Data listing

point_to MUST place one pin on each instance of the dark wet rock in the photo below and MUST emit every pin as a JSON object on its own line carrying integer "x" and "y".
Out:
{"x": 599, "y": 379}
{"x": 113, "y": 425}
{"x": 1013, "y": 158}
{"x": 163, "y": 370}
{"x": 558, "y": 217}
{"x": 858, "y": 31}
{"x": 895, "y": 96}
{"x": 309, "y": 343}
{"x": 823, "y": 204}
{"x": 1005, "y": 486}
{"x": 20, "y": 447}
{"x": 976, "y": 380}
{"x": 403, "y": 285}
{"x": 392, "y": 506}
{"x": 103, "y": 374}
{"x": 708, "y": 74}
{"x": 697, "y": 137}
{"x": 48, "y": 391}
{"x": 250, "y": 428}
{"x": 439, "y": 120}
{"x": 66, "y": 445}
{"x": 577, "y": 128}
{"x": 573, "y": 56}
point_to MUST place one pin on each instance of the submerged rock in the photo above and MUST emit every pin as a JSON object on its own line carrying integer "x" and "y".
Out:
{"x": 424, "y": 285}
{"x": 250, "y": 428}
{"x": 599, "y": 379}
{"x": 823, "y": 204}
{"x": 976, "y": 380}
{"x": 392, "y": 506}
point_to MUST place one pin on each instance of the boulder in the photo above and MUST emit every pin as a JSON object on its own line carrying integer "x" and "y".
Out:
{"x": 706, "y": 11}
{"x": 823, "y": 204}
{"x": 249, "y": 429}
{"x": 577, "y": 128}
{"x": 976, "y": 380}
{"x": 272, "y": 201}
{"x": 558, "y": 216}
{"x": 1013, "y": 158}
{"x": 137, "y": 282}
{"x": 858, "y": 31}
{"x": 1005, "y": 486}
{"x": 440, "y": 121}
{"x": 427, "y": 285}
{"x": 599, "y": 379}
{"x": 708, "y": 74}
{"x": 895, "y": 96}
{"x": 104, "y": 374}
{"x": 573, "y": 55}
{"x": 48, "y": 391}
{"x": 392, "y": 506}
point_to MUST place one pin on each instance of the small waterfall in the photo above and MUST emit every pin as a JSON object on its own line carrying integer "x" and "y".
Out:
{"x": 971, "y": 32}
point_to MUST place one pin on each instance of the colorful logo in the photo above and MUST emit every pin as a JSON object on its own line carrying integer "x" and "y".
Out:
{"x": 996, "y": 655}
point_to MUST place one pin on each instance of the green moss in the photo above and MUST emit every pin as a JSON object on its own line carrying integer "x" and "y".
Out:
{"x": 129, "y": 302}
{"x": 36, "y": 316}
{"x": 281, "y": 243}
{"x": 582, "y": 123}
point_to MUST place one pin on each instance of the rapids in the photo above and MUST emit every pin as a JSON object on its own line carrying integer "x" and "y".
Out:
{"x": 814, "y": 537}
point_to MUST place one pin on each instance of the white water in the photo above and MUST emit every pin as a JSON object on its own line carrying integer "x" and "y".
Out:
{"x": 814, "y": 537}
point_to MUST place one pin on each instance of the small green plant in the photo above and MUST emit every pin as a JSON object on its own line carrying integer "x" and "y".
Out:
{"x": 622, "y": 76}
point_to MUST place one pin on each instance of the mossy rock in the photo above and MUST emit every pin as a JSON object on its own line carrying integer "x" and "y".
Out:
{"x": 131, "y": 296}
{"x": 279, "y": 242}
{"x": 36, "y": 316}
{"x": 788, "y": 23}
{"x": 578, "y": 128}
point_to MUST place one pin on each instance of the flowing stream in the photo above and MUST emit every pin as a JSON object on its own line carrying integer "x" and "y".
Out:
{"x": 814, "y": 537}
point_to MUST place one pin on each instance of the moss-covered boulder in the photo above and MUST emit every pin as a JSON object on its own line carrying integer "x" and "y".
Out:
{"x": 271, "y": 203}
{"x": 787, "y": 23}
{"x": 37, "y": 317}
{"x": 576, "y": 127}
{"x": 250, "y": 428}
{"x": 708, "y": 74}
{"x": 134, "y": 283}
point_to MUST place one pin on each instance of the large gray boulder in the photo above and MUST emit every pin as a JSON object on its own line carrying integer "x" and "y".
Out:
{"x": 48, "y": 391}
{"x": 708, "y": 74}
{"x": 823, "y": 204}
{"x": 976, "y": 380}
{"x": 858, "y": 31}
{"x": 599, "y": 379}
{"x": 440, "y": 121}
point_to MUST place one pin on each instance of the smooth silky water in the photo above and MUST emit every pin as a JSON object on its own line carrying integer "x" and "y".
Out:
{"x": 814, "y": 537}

* _TASK_:
Return all of the records above verbatim, line for line, leaving nothing out and changing nothing.

* _SOLUTION TO THIS TASK_:
point_to MUST place one pin on each instance of the dark wet rock in the photo below and MUST emit every pin as a JSON object on its own line carrying integer "x" and "y".
Out:
{"x": 599, "y": 379}
{"x": 113, "y": 425}
{"x": 1013, "y": 158}
{"x": 163, "y": 370}
{"x": 558, "y": 217}
{"x": 858, "y": 31}
{"x": 895, "y": 96}
{"x": 309, "y": 343}
{"x": 823, "y": 204}
{"x": 1005, "y": 486}
{"x": 20, "y": 447}
{"x": 976, "y": 380}
{"x": 403, "y": 285}
{"x": 392, "y": 506}
{"x": 103, "y": 374}
{"x": 708, "y": 74}
{"x": 697, "y": 137}
{"x": 48, "y": 391}
{"x": 250, "y": 428}
{"x": 439, "y": 120}
{"x": 66, "y": 445}
{"x": 577, "y": 128}
{"x": 573, "y": 56}
point_to MUST place one pin on each instance of the submerged rock in the photo above and MUST emit every pin as a JSON object on its own line carrying integer "x" and "y".
Out:
{"x": 424, "y": 285}
{"x": 250, "y": 428}
{"x": 599, "y": 379}
{"x": 823, "y": 204}
{"x": 976, "y": 380}
{"x": 392, "y": 506}
point_to MUST place one pin on each instance of the boulder in the photo above and MUST emit every pin as a JSON object on its own line carrying integer "x" and "y".
Out:
{"x": 706, "y": 11}
{"x": 823, "y": 204}
{"x": 249, "y": 429}
{"x": 577, "y": 128}
{"x": 976, "y": 380}
{"x": 272, "y": 201}
{"x": 558, "y": 216}
{"x": 1013, "y": 158}
{"x": 137, "y": 282}
{"x": 858, "y": 31}
{"x": 1005, "y": 486}
{"x": 440, "y": 121}
{"x": 427, "y": 285}
{"x": 599, "y": 379}
{"x": 708, "y": 74}
{"x": 895, "y": 96}
{"x": 104, "y": 374}
{"x": 573, "y": 55}
{"x": 48, "y": 391}
{"x": 392, "y": 506}
point_to MUST place one pin on each instance of the small waterfall in the photo above and MUST emit every pin as a JSON object on its own line carrying integer "x" and "y".
Out:
{"x": 971, "y": 32}
point_to MUST place one pin on each instance of the colorful logo in the photo above and MUST emit every pin as a JSON object on its own line carrying integer "x" and "y".
Out:
{"x": 996, "y": 655}
point_to MUST place one pin on each instance of the green moss in the photo above and MUST emit every pin as a JSON object on its own line carrying integer "x" and "y".
Out:
{"x": 129, "y": 302}
{"x": 36, "y": 316}
{"x": 281, "y": 243}
{"x": 582, "y": 123}
point_to MUST place one pin on each instance of the rapids in the photo above and MUST emit every pin as a JSON object on its own line carrying integer "x" and "y".
Out:
{"x": 814, "y": 537}
point_to MUST place one pin on each instance of the white water in the photo above and MUST emit every pin as a JSON object on its own line carrying integer "x" and "y".
Out:
{"x": 814, "y": 537}
point_to MUST place one pin on each instance of the small green plant in the photo above and MUST emit every pin as a JSON object on its own line carrying integer "x" and "y".
Out:
{"x": 622, "y": 76}
point_to MUST place one pin on each instance of the mossy rock in the photo above and MUST emit every pin as a JSON object on its own line carrying integer "x" and "y".
Out:
{"x": 131, "y": 296}
{"x": 279, "y": 242}
{"x": 36, "y": 316}
{"x": 788, "y": 23}
{"x": 578, "y": 128}
point_to MUST place one pin on each instance of the flowing stream in the photo above and MUST emit every pin as a JSON object on its own line carrying integer "x" and "y".
Out:
{"x": 814, "y": 537}
point_to MUST place one pin on each instance of the moss-covered boulder in the photo above and MUST emit every pin as a JSON object on its own line carrying integer "x" and "y".
Out:
{"x": 271, "y": 203}
{"x": 787, "y": 23}
{"x": 37, "y": 317}
{"x": 576, "y": 127}
{"x": 250, "y": 428}
{"x": 708, "y": 74}
{"x": 134, "y": 283}
point_to MUST place one pin on each instance of the large gray boulder in the photo above and MUST emit every pin as a JSON object on its own line carrying integer "x" and "y".
Out:
{"x": 48, "y": 391}
{"x": 708, "y": 74}
{"x": 823, "y": 204}
{"x": 976, "y": 380}
{"x": 858, "y": 31}
{"x": 599, "y": 379}
{"x": 440, "y": 121}
point_to MUST place one pin on each instance of the smooth silky water in the photo above and MUST emit every pin as a JSON object on its own line carrying integer "x" and "y".
Out:
{"x": 814, "y": 537}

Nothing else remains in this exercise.